(Provided records)
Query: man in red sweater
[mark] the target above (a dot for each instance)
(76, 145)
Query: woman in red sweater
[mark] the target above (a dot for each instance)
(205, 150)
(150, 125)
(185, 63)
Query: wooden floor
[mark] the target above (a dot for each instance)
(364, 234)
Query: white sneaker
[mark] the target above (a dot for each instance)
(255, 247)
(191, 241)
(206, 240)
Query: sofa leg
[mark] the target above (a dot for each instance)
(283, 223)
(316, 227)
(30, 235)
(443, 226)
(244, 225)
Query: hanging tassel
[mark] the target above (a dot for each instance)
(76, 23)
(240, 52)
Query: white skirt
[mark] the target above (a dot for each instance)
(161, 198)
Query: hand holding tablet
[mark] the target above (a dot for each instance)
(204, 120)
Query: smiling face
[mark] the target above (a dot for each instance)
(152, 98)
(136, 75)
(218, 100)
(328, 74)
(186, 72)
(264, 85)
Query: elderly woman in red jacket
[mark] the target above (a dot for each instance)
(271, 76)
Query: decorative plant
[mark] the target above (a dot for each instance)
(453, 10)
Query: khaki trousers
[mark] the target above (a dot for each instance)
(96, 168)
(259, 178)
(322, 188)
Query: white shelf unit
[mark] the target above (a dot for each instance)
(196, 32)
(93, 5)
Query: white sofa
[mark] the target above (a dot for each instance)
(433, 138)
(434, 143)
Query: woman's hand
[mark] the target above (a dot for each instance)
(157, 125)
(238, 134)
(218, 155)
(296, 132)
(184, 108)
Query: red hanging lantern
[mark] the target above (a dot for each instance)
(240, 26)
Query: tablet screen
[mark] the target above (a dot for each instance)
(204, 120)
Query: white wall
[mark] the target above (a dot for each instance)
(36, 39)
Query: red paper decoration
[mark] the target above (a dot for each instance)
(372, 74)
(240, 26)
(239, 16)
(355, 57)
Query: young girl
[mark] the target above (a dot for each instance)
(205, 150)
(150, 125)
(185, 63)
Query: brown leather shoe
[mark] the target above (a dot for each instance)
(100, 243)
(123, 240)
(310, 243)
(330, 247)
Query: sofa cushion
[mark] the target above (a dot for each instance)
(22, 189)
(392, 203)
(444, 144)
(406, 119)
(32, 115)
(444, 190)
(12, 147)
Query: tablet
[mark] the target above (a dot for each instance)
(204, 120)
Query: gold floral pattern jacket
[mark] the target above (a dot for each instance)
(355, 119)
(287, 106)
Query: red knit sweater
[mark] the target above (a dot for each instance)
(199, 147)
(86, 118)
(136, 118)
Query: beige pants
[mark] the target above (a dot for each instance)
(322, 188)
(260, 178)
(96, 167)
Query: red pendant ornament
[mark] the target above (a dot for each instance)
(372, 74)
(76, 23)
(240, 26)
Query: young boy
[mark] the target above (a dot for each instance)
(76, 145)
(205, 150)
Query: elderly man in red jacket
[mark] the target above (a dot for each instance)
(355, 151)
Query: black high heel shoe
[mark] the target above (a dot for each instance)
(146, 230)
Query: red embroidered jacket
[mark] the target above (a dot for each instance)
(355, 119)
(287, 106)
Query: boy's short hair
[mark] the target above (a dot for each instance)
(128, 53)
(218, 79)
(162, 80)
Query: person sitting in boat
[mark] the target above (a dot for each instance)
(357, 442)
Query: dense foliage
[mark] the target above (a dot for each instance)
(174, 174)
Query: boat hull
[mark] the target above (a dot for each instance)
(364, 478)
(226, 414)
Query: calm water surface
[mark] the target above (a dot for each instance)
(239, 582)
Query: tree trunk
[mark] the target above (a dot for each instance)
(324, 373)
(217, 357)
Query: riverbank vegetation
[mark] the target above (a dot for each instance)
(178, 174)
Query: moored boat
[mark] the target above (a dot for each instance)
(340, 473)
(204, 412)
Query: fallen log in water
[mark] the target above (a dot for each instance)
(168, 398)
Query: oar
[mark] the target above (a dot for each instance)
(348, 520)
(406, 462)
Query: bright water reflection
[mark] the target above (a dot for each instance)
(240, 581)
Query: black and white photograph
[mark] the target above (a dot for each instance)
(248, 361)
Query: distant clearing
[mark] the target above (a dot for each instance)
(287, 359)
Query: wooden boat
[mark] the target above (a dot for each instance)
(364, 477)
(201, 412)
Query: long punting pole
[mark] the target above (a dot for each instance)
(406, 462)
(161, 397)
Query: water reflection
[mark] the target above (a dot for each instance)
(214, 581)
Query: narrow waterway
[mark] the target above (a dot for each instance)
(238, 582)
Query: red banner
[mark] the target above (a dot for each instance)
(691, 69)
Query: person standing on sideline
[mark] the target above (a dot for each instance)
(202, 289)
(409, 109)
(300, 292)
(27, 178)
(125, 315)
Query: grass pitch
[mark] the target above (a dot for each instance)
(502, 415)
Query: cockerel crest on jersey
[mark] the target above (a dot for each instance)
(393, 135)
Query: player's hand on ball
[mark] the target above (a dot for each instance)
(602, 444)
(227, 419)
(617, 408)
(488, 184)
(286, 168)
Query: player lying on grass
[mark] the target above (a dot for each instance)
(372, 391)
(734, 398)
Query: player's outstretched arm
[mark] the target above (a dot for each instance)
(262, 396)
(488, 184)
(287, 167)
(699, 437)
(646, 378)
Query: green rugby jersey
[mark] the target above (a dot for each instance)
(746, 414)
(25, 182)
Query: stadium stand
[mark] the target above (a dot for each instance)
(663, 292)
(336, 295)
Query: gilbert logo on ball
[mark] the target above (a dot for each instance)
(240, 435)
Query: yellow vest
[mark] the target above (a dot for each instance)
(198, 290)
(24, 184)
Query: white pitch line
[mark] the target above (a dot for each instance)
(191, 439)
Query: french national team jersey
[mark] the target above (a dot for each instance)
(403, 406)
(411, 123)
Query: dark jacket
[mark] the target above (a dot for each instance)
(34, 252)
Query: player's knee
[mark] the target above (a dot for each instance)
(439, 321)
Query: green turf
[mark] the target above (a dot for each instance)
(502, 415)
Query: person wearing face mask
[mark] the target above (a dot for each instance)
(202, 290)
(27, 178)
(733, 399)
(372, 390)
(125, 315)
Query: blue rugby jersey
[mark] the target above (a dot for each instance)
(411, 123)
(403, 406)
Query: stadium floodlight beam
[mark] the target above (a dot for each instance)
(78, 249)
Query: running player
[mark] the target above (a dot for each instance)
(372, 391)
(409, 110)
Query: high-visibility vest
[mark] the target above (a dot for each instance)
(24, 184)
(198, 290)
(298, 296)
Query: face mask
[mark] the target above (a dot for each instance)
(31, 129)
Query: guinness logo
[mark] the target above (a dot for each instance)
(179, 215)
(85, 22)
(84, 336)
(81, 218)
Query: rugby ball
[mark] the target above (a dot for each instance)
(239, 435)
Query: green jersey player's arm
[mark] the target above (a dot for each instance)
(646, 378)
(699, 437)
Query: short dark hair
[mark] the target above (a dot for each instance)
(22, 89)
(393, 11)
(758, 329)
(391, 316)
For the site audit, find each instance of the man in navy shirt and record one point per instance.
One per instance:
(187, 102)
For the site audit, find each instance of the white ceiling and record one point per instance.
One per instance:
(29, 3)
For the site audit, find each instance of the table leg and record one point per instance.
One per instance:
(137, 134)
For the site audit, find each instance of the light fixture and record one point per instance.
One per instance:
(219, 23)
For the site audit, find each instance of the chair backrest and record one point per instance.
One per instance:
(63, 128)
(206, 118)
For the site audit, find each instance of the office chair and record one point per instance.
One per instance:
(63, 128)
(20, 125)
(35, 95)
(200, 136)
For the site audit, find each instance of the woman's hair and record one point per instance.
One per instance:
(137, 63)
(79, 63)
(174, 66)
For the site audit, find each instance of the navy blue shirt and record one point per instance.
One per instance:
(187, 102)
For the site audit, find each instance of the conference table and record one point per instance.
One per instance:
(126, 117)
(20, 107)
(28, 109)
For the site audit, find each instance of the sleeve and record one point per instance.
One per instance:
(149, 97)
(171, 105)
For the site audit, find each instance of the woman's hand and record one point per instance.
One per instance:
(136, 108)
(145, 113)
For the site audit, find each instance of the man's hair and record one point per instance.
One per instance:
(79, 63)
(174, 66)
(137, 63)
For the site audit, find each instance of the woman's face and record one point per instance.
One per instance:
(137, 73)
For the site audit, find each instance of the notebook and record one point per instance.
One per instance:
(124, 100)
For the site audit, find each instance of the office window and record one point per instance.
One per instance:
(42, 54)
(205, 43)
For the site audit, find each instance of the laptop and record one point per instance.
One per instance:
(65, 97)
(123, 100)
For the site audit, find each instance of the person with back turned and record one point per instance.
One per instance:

(Your objective) Look in the material above for the line with "Query: hand holding tablet" and the line with "Query: beige pants", and transcribe exactly those lines and all lines between them, nothing more.

(Solution to this task)
Query: hand holding tablet
[mark] the target above (a dot for each instance)
(204, 120)
Query: smiling face
[mark] the target above (a dot for each instance)
(152, 98)
(136, 75)
(218, 100)
(328, 74)
(186, 72)
(264, 85)
Query: elderly woman in red jacket
[mark] the target above (a dot for each instance)
(271, 76)
Query: decorative plant
[mark] the target above (a dot for each instance)
(453, 10)
Query: khaki trousers
[mark] the target above (a dot for each instance)
(96, 168)
(259, 178)
(322, 188)
Query: white shelf unit
[mark] the target above (a dot for each instance)
(196, 32)
(93, 5)
Query: white sofa
[mark] the target above (a dot for each instance)
(433, 138)
(434, 143)
Query: woman's hand
[mark] the target above (a dot for each instance)
(157, 125)
(238, 134)
(218, 155)
(296, 132)
(184, 108)
Query: red hanging lantern
[mark] the target above (a dot for each instance)
(240, 26)
Query: tablet screen
[mark] the target above (a dot for each instance)
(204, 120)
Query: white wall
[mark] the target above (a dot for each instance)
(36, 39)
Query: red paper decoration
[mark] the target above (a dot for each instance)
(372, 74)
(240, 26)
(239, 16)
(355, 57)
Query: young girl
[mark] the target above (a dot for each instance)
(205, 150)
(150, 125)
(185, 63)
Query: brown leather shoe
[mark] the target above (a dot for each instance)
(100, 243)
(123, 240)
(310, 243)
(330, 247)
Query: sofa cushion
[mark] the target above (a dot for each instance)
(22, 189)
(392, 203)
(444, 144)
(406, 119)
(32, 115)
(444, 190)
(12, 147)
Query: tablet
[mark] the target above (a dot for each instance)
(204, 120)
Query: gold floral pattern jacket
[mark] the target above (a dot for each instance)
(355, 119)
(287, 106)
Query: red knit sweater
[mark] the target above (a dot for each instance)
(199, 147)
(86, 118)
(136, 118)
Query: beige pants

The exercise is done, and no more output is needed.